Print the records again, character for character.

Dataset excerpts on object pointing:
——————————

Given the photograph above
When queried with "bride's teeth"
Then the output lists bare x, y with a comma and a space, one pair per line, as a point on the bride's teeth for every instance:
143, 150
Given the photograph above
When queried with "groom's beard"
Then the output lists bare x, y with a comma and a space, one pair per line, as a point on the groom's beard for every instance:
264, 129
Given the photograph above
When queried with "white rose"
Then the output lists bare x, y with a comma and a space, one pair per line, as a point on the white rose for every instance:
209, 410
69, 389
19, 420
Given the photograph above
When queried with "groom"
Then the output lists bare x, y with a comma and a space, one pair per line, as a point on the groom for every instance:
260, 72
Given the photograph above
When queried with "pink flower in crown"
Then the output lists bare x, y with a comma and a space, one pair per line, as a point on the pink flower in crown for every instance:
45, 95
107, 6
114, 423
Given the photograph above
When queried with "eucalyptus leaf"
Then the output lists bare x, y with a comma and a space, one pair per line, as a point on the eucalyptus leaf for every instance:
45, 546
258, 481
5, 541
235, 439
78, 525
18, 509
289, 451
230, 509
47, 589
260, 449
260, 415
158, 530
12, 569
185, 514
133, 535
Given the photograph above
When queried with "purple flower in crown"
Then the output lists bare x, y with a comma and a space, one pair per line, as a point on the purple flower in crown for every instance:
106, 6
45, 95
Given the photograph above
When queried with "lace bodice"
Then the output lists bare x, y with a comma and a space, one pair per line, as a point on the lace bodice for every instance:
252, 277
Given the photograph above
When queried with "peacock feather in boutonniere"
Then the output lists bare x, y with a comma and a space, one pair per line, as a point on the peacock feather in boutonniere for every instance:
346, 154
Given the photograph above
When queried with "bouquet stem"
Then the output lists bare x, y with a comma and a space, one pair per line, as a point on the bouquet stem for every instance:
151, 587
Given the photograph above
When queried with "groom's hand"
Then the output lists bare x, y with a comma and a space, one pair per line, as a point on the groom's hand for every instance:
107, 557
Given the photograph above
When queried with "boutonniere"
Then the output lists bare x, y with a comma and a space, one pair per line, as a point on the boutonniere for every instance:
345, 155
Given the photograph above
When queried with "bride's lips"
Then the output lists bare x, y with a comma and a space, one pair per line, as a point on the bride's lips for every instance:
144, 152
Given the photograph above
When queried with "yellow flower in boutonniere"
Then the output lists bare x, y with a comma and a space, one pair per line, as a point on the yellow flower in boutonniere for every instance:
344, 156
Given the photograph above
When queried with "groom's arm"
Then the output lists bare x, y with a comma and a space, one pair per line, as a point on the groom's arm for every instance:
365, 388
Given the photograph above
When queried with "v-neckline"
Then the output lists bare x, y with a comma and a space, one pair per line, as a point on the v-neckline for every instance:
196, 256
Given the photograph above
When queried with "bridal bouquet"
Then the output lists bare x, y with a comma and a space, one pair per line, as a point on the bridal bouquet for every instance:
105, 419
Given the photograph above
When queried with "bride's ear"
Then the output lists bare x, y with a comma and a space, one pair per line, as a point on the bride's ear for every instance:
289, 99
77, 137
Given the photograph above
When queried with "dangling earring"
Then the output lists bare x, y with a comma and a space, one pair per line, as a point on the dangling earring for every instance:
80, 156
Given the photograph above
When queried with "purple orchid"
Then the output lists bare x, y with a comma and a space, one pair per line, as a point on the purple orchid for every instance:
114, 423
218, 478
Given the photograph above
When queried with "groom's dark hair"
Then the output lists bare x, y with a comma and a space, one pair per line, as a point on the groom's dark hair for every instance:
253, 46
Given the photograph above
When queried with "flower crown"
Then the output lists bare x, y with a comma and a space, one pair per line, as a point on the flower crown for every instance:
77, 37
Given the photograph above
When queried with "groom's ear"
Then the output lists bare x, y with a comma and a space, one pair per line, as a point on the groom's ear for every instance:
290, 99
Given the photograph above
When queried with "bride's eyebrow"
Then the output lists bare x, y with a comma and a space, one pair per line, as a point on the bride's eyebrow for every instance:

——————————

**CORRECT RESULT:**
Given the photograph above
When queried with "bride's teeth"
Then the output lists bare x, y with a comma and a space, one pair per line, as a point on the bride's teeth for every instance:
143, 150
Given the photograph above
When queried with "groom's beard"
Then the output lists bare x, y with a comma and a space, one pair per line, as a point on the groom's beard for every instance:
264, 129
Given the photograph above
When queried with "white rose"
Then the output lists bare x, y with a comma and a space, one pair per line, as a point on the white rose for every instance:
209, 410
69, 389
19, 420
Given the photograph above
When queried with "groom"
Then the output lists bare x, y with a comma and a space, one pair per line, as a point on the groom for every instance:
260, 72
Given the photograph above
When queried with "pink flower in crown"
Then the output lists bare x, y with a comma and a space, one pair per line, as a point on the pink flower in crown for every instance:
45, 95
107, 6
114, 423
Given the photograph above
When queried with "eucalyptus leaf"
Then the output lists bare x, y with a comma and a space, one pair per line, as a point on the eucalyptus leaf for every instance:
45, 546
258, 481
5, 541
235, 439
78, 525
18, 509
289, 451
230, 509
47, 589
260, 449
260, 415
158, 530
12, 569
185, 514
133, 535
Given the photograph above
When queried with "purple flower in crown"
Then the output lists bare x, y with a comma and a space, one pair per line, as a point on the purple flower in crown for every instance:
106, 6
45, 95
Given the photograph above
When queried with "lace bodice"
Then the output lists bare x, y with a comma and a space, one pair per line, as a point on the lace bodice for every instance:
252, 277
Given the photograph above
When queried with "peacock feather in boutonniere"
Then the output lists bare x, y with a comma and a space, one pair per line, as a point on the peacock feather in boutonniere for every instance:
346, 154
Given the photograph above
When queried with "bouquet stem"
Then the output lists bare x, y with a comma and a space, one pair per line, as a point on the bouquet stem for every instance:
151, 587
Given the photograph above
When queried with "groom's hand"
Then the output lists bare x, y with a comma and a space, one pair per line, as a point on the groom's hand for every instance:
107, 557
Given the photograph above
When queried with "boutonniere"
Then the output lists bare x, y with a comma and a space, one pair per line, as a point on the boutonniere for every instance:
345, 155
Given the photograph above
When queried with "bride's lips"
Then the output lists bare x, y with a comma and a space, one pair per line, as a point on the bride's lips for every instance:
144, 152
Given the photograph above
When queried with "yellow flower in boutonniere"
Then the output lists bare x, y with a comma and a space, one pair per line, as a point on the yellow flower in boutonniere for every instance:
344, 156
Given the photograph above
When queried with "groom's arm"
Then the output lists bare x, y with a comma and a space, one pair per line, as a point on the groom's arm for every instance:
365, 388
Given the photograph above
When queried with "v-neckline"
Then the output lists bare x, y with a comma and a space, one pair per line, as a point on the v-neckline for every instance:
196, 256
Given the photograph above
When queried with "bridal bouquet"
Then the output lists bare x, y with a comma and a space, one pair per line, as a point on the bridal bouquet for every instance:
105, 419
Given the photograph above
When queried with "bride's ear"
Then the output lists bare x, y with a comma and a space, one pair per line, as a point on the bride's ear for every instance:
289, 99
77, 137
Given the photograph above
When queried with "dangling earring"
Then the output lists bare x, y with a comma and a space, one pair per line, as a point on the dangling earring for every instance:
80, 156
Given the photograph above
When queried with "purple orchid"
Then the output lists bare x, y with a comma and a space, one pair per line, as a point on the purple orchid for every instance:
114, 423
218, 478
Given the photograph above
When queried with "groom's dark hair"
Then the output lists bare x, y with a comma and a space, one pair per line, as a point on the groom's dark hair for every instance:
253, 46
Given the photograph above
When queried with "flower crown"
Then the output lists bare x, y with a comma and a space, one pair per line, as a point on the flower crown for every instance:
77, 37
Given the photograph above
When queried with "groom's ear"
Then the output lists bare x, y with a comma and a space, one pair per line, as a point on the groom's ear for every instance:
290, 99
Given the photograph above
When queried with "bride's eyebrow"
Then the output lists bare x, y with a comma and a space, one pair per line, as a point on the bride's eyebrow for every instance:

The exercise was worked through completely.